§ Work to be completed
Using the entries below, show all lines with the string "hair".

§ Dataset excerpts
-- -- --

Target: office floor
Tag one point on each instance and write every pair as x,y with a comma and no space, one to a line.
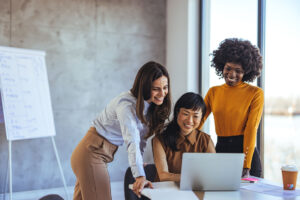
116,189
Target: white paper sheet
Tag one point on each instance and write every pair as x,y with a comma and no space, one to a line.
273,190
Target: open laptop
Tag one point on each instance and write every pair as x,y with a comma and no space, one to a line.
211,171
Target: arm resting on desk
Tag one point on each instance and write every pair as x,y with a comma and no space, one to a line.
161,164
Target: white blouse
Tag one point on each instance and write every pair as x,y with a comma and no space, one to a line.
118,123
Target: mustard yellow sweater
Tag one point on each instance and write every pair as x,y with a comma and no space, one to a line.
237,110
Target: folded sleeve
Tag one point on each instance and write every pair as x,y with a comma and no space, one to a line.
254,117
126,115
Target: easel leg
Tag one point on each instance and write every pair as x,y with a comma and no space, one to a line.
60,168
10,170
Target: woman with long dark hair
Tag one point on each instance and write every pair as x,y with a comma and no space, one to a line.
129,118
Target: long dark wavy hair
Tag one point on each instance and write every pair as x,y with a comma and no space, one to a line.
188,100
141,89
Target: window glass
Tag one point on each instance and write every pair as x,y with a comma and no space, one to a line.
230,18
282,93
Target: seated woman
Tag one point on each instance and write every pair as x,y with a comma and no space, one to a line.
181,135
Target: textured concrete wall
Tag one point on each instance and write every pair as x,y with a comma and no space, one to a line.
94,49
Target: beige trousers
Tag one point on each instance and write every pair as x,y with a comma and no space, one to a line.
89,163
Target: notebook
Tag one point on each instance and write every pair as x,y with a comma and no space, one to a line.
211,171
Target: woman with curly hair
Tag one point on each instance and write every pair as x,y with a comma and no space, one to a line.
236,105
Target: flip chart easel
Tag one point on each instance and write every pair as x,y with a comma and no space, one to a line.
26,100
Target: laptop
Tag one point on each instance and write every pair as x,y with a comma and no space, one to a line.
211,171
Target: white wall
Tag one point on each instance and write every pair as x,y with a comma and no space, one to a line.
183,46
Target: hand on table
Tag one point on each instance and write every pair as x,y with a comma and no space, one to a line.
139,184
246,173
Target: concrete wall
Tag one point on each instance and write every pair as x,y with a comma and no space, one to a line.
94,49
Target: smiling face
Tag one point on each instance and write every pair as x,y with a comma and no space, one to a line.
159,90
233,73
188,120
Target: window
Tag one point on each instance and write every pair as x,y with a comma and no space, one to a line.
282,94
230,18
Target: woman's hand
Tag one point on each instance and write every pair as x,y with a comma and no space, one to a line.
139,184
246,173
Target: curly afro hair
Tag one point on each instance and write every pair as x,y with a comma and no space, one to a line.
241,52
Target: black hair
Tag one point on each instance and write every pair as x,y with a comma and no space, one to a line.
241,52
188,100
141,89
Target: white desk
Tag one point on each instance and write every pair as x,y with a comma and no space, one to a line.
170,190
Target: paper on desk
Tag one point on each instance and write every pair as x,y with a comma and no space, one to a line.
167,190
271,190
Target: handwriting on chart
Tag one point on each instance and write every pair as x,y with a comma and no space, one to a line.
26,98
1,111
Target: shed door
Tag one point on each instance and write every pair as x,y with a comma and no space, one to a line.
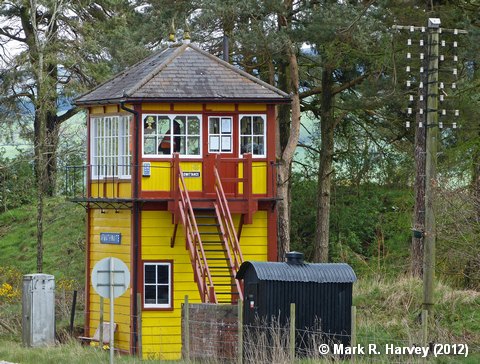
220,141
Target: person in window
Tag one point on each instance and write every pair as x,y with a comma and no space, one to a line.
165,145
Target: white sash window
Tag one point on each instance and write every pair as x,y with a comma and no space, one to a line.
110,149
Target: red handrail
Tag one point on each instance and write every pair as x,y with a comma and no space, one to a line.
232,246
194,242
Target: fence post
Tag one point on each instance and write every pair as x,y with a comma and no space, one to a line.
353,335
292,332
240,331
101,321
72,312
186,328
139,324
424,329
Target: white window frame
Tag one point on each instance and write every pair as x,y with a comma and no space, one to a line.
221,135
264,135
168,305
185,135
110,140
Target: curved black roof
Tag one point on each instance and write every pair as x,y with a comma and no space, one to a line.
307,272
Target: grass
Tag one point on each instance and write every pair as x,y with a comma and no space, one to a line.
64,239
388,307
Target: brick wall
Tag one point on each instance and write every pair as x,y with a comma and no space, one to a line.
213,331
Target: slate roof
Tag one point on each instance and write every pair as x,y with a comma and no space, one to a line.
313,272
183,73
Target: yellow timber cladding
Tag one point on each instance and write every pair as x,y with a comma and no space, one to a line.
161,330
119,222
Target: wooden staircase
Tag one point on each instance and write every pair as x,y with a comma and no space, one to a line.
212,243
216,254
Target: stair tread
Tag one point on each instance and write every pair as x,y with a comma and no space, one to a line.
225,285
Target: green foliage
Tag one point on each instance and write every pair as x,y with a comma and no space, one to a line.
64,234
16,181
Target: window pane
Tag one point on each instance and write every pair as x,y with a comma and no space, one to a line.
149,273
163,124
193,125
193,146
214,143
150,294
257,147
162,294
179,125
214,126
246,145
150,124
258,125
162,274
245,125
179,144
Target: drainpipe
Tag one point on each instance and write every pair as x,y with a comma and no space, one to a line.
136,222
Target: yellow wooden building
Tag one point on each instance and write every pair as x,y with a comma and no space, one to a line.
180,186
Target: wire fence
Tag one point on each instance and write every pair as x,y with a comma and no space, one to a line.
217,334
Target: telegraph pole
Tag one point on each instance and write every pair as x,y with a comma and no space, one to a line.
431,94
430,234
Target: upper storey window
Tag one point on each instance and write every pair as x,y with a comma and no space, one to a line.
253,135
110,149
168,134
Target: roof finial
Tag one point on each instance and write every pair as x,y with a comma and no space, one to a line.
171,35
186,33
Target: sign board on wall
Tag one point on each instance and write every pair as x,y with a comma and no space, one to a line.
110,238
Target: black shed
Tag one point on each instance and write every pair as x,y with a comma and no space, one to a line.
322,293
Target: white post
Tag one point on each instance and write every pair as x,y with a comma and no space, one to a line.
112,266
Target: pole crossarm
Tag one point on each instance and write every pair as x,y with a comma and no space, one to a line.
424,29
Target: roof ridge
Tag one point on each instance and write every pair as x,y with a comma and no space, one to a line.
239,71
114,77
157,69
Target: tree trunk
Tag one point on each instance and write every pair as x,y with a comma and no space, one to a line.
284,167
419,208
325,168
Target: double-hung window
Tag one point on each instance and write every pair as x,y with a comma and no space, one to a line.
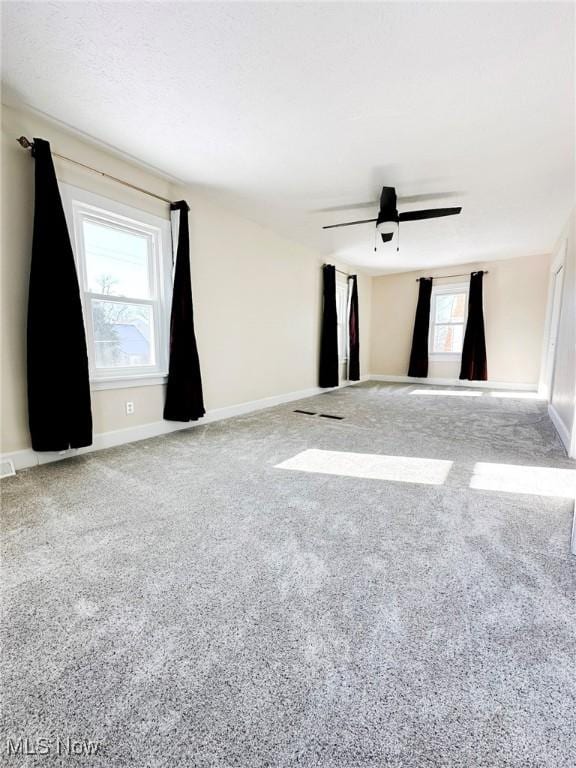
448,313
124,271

-- -- --

§ Exercise output
Target: woman with long dark hair
Target: long dark wavy hair
Target: woman with curly hair
Target: curly afro hair
Target: black hair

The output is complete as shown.